▼

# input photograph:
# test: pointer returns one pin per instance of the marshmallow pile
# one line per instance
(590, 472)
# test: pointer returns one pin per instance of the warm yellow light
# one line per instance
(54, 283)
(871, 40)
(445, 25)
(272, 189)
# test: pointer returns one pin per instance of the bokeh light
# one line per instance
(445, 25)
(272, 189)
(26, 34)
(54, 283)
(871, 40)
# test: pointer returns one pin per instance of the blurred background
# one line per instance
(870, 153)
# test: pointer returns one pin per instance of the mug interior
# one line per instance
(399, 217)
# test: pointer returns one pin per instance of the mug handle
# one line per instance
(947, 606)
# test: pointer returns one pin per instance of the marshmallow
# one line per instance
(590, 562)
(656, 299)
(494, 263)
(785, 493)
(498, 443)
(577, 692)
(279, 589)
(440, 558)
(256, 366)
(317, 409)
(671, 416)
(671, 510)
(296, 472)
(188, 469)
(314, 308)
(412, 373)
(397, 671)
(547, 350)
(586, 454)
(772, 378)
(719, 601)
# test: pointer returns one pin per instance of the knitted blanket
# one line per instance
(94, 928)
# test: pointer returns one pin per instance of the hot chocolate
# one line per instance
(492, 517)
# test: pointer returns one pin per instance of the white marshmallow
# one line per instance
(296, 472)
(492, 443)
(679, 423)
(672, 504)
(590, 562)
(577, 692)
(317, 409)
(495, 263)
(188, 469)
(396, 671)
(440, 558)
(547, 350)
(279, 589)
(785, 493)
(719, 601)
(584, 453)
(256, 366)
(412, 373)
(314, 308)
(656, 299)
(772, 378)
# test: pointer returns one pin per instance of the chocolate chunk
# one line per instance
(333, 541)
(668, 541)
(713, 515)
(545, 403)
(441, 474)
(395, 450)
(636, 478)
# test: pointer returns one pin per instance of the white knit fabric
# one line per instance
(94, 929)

▲

> [ASSIGNED TASK]
In the records above, find every line that contains the word "marshmallow" and copy it.

> [OUTPUT OF THE TASK]
# test: pointer returns one pin per instance of the marshmallow pile
# test: pointer returns one pin per instance of the marshmallow
# test: pointer returns one pin per instance of the white marshmallow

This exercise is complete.